What you will do
Quote the rows from the line with "What element corresponds to the spotted" to the line with "445;293;922;554", both lines included, word for word.

* begin Records supplied *

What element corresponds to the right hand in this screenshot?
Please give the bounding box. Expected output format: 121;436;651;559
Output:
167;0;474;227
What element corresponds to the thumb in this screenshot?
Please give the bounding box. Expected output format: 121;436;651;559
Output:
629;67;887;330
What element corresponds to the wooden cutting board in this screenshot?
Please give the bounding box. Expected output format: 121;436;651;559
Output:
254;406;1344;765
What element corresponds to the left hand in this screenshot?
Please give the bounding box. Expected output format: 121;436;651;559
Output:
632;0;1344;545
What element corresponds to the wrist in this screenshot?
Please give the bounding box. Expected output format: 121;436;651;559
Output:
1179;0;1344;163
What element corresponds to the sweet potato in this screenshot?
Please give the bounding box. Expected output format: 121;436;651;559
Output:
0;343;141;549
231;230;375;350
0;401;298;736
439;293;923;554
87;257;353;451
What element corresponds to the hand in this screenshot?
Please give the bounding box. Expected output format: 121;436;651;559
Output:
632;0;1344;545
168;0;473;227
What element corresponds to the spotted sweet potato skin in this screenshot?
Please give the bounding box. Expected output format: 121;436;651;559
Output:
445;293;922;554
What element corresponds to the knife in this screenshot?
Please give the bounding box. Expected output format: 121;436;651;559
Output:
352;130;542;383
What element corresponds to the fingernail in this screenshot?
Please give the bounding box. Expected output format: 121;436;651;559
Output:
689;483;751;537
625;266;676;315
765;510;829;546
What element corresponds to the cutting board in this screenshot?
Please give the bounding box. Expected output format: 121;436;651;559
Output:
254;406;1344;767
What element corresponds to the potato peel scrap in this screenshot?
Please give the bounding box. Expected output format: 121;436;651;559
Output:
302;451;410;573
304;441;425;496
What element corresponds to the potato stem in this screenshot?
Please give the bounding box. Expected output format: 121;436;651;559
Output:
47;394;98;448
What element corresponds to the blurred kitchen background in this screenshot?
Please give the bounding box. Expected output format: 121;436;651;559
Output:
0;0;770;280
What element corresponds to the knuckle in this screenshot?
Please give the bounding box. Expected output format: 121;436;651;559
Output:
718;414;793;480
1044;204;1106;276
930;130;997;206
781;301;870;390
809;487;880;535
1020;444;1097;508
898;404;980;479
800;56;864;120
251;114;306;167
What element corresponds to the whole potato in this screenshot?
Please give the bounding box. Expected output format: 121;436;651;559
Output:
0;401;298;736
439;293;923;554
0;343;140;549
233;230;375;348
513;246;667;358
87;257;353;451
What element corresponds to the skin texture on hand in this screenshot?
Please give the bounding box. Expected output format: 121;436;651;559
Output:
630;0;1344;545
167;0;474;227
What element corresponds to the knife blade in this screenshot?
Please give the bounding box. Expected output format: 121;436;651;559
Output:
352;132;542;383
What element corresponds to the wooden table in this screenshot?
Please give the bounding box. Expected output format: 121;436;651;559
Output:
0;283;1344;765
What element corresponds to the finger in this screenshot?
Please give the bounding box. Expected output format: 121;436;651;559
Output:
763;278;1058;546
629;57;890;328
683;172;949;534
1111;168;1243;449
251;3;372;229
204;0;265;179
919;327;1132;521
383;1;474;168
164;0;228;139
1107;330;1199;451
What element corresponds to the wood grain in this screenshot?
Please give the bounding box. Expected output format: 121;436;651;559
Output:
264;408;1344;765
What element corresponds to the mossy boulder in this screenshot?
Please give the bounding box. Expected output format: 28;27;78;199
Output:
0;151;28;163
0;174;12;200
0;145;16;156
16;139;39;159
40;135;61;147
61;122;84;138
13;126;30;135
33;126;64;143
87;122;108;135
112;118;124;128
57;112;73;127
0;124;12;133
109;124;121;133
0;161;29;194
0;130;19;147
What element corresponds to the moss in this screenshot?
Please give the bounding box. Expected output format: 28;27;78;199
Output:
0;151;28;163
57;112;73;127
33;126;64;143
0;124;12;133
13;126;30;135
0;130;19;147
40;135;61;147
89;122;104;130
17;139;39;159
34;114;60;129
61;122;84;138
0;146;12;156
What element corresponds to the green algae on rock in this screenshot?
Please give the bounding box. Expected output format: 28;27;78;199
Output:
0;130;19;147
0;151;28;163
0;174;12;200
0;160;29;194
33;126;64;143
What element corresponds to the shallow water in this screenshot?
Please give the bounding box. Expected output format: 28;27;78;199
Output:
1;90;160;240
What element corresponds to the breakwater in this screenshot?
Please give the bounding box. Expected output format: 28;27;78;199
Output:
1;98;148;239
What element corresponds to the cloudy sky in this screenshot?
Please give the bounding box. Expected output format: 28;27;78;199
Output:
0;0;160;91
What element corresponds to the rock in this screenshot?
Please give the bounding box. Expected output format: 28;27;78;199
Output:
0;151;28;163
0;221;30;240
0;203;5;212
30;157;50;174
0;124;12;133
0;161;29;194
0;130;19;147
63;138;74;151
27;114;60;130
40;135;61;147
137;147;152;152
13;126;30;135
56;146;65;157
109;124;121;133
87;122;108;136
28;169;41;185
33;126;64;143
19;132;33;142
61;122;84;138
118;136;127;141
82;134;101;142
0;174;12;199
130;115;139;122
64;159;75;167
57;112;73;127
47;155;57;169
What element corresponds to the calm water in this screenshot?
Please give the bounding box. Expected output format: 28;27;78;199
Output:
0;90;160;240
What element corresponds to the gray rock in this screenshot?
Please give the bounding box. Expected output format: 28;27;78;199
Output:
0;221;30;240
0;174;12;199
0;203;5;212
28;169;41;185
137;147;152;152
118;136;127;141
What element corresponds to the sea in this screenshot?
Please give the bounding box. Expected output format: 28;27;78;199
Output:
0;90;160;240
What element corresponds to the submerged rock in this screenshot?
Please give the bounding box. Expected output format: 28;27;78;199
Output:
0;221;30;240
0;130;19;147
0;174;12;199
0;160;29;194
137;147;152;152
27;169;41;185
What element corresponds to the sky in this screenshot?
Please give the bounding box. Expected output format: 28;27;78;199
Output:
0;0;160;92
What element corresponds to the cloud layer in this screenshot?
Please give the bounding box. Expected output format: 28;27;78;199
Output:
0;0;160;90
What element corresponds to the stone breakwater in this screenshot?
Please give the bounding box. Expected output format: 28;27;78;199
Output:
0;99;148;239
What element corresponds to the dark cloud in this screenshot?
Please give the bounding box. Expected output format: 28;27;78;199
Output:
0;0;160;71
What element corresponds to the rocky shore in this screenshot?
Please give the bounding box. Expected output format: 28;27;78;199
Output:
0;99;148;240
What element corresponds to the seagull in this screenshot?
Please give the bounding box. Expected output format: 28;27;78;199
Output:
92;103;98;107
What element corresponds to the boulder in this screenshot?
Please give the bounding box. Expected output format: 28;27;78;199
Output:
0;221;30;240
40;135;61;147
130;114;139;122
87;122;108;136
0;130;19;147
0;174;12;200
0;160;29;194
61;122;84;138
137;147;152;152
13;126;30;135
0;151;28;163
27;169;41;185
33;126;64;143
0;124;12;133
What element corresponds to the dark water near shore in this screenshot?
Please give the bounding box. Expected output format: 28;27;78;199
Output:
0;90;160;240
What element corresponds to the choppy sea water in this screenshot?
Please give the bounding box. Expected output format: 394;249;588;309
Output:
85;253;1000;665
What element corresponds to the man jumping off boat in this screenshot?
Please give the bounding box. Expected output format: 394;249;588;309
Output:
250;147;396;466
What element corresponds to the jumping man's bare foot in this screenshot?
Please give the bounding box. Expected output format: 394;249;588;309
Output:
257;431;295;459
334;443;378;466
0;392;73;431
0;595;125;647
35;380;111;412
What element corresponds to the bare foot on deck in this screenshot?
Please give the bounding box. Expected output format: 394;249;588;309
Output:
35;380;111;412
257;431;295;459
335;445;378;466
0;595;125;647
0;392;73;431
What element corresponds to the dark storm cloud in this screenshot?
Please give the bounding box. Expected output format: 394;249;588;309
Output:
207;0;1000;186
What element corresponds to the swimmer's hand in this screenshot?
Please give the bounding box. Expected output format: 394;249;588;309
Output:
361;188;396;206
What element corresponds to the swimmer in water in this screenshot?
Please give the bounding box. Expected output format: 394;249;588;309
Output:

* end Records supplied *

Task output
What element corresponds to the spotted sweet potato skin in this screenshot?
Please give the bounding box. Expected output format: 121;436;651;559
Output:
445;293;922;554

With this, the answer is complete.